**Labeled region records**
--
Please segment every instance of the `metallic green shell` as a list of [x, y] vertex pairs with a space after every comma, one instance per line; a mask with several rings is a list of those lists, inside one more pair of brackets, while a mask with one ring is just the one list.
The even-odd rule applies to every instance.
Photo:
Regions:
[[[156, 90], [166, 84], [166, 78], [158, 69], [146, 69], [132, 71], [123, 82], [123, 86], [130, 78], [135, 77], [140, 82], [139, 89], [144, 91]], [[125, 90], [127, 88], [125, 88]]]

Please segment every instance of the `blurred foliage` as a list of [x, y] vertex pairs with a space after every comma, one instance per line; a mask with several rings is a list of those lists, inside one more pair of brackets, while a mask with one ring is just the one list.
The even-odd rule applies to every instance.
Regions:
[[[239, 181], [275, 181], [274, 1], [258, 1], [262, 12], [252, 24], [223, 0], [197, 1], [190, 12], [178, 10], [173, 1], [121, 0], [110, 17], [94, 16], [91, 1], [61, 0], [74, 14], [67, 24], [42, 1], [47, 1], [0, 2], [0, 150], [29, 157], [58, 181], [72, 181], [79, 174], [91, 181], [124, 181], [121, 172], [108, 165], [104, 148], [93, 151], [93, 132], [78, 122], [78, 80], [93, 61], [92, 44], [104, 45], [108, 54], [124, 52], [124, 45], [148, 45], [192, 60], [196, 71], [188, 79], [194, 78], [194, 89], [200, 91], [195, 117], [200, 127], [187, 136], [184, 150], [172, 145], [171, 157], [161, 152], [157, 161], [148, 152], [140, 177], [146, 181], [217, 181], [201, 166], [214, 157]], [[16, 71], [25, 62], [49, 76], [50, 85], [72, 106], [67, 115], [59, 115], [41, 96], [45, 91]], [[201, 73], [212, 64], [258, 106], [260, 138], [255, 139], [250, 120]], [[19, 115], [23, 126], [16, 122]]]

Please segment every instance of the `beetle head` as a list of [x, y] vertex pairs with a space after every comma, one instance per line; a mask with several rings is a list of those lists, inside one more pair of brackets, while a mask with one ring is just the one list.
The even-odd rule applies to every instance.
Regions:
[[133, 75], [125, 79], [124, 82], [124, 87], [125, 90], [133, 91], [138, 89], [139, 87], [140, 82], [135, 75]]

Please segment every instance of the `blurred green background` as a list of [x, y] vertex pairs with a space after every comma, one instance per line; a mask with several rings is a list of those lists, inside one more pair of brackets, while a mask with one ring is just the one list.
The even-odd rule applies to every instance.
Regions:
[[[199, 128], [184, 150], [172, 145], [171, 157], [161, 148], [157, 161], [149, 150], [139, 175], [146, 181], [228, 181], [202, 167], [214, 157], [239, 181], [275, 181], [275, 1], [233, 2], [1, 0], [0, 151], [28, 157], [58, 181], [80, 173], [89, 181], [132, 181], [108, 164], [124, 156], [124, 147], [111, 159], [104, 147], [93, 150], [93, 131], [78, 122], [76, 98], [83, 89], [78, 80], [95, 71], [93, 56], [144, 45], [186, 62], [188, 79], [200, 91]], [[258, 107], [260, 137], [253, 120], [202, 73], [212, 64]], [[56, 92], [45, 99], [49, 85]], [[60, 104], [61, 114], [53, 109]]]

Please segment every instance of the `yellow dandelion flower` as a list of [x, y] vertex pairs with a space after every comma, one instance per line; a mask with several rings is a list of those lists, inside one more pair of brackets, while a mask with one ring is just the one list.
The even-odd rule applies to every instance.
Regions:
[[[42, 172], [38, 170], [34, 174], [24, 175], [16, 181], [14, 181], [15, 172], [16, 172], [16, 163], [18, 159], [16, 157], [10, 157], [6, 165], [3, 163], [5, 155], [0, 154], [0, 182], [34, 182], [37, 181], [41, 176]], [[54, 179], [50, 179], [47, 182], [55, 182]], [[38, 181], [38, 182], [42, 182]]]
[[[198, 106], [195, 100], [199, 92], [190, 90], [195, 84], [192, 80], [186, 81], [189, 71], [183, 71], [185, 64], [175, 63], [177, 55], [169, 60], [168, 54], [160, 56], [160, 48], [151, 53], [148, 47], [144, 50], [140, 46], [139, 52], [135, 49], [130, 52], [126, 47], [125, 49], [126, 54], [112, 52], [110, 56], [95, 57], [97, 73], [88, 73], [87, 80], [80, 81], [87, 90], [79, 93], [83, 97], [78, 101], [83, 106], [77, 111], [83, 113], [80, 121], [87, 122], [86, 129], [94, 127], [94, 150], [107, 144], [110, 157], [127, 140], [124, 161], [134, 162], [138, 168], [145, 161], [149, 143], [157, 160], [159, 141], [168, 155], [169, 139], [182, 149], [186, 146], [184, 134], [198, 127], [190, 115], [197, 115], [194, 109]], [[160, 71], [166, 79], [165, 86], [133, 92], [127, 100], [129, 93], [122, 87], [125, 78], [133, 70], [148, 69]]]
--
**WHAT NEEDS TO BE DONE**
Repeat these lines exactly, covering the whole listing.

**WRITTEN RESPONSE**
Please segment every instance of the `metallic green shell` as a list of [x, y] vertex pairs with a space after every comma, one instance per line; a mask with several rings is a list of those lists, inside one more pair of brackets, while a mask with one ring is just the one list.
The even-odd rule applies to every instance.
Photo:
Regions:
[[[156, 90], [166, 84], [166, 78], [158, 69], [146, 69], [132, 71], [123, 82], [123, 86], [130, 78], [135, 77], [140, 82], [139, 89], [144, 91]], [[125, 90], [127, 88], [125, 88]]]

Please segment every instance of the `blurred foliage` as a list of [x, y] vertex pairs with a space after every comma, one instance per line; a mask with several rings is a list of those lists, inside one more pair of brackets, while a mask with one ring is just the one list.
The even-odd rule applies to every instance.
Regions:
[[[239, 181], [275, 181], [274, 1], [258, 1], [262, 12], [252, 24], [223, 0], [197, 1], [190, 12], [178, 10], [173, 1], [121, 0], [110, 17], [94, 16], [91, 1], [61, 0], [74, 14], [67, 24], [42, 1], [47, 1], [0, 2], [0, 150], [29, 157], [58, 181], [72, 181], [79, 174], [91, 181], [124, 181], [121, 172], [108, 165], [104, 148], [93, 151], [93, 132], [78, 122], [78, 80], [93, 61], [92, 44], [104, 45], [108, 54], [124, 52], [124, 45], [148, 45], [192, 60], [196, 71], [188, 79], [194, 78], [194, 89], [200, 91], [195, 117], [200, 127], [187, 136], [184, 150], [172, 145], [171, 157], [161, 152], [157, 161], [148, 152], [140, 177], [146, 181], [217, 181], [201, 166], [214, 157]], [[16, 71], [25, 62], [49, 76], [50, 85], [72, 106], [67, 115], [59, 115], [41, 96], [45, 91]], [[201, 73], [212, 64], [258, 106], [260, 138], [255, 139], [250, 120]], [[19, 115], [23, 126], [16, 122]]]

Please segment every instance of the `beetle head` as a list of [x, y] vertex pairs with a space after every comma, one instance per line; a mask with several rings is a list of those lists, inside one more pair of brackets, while a mask with one ring is just the one list.
The even-odd rule applies to every instance.
Regions:
[[133, 75], [125, 79], [124, 82], [124, 87], [125, 90], [133, 91], [138, 89], [139, 87], [140, 82], [135, 75]]

Please segment every instance of the `blurred green background` as a list of [x, y] vertex pairs with a space after every comma, one instance per line; a mask with several rings is a list of those lists, inside one more pair of brackets, while a mask with one ring is just the one list.
The even-odd rule applies to every instance.
Regions:
[[[199, 128], [184, 150], [172, 145], [171, 157], [161, 148], [157, 161], [149, 150], [139, 175], [146, 181], [228, 181], [202, 167], [214, 157], [239, 181], [275, 181], [275, 1], [233, 2], [1, 0], [0, 151], [28, 157], [58, 181], [80, 173], [89, 181], [132, 181], [108, 164], [124, 156], [124, 147], [111, 159], [104, 147], [93, 150], [93, 131], [78, 122], [76, 98], [83, 89], [78, 80], [95, 71], [93, 56], [144, 45], [186, 62], [188, 79], [200, 91]], [[258, 107], [260, 137], [253, 120], [202, 73], [212, 64]], [[56, 92], [45, 99], [49, 85]], [[60, 104], [61, 114], [53, 109]]]

Please segment every instance of the `yellow dandelion flower` as a list of [x, y] vertex pairs with a space after every comma, one instance per line; a mask with several rings is a list of those lists, inside one more pair of brackets, while a mask with one ring is just the one list.
The even-odd rule applies to every instance.
Regions:
[[[42, 172], [38, 170], [34, 174], [24, 175], [16, 181], [14, 181], [15, 172], [16, 172], [16, 163], [18, 159], [16, 157], [10, 157], [6, 165], [3, 163], [5, 155], [0, 154], [0, 182], [34, 182], [37, 181], [41, 176]], [[54, 179], [50, 179], [47, 182], [55, 182]], [[38, 181], [38, 182], [42, 182]]]
[[[198, 106], [195, 100], [199, 92], [190, 90], [195, 84], [192, 80], [186, 81], [189, 71], [183, 71], [185, 64], [175, 63], [177, 55], [169, 60], [168, 54], [160, 56], [160, 48], [151, 53], [148, 47], [144, 50], [140, 46], [139, 52], [135, 49], [130, 52], [126, 47], [125, 49], [126, 54], [112, 52], [110, 56], [95, 57], [97, 73], [88, 73], [87, 80], [80, 81], [87, 90], [79, 93], [83, 97], [78, 101], [83, 106], [77, 111], [83, 113], [80, 121], [87, 122], [86, 129], [94, 127], [94, 150], [107, 144], [110, 157], [127, 140], [124, 161], [134, 162], [138, 168], [145, 161], [149, 143], [157, 160], [159, 141], [168, 155], [169, 139], [182, 149], [186, 146], [184, 134], [198, 127], [190, 115], [197, 115], [194, 109]], [[160, 71], [166, 79], [165, 86], [133, 92], [127, 100], [129, 93], [122, 87], [125, 78], [133, 70], [148, 69]]]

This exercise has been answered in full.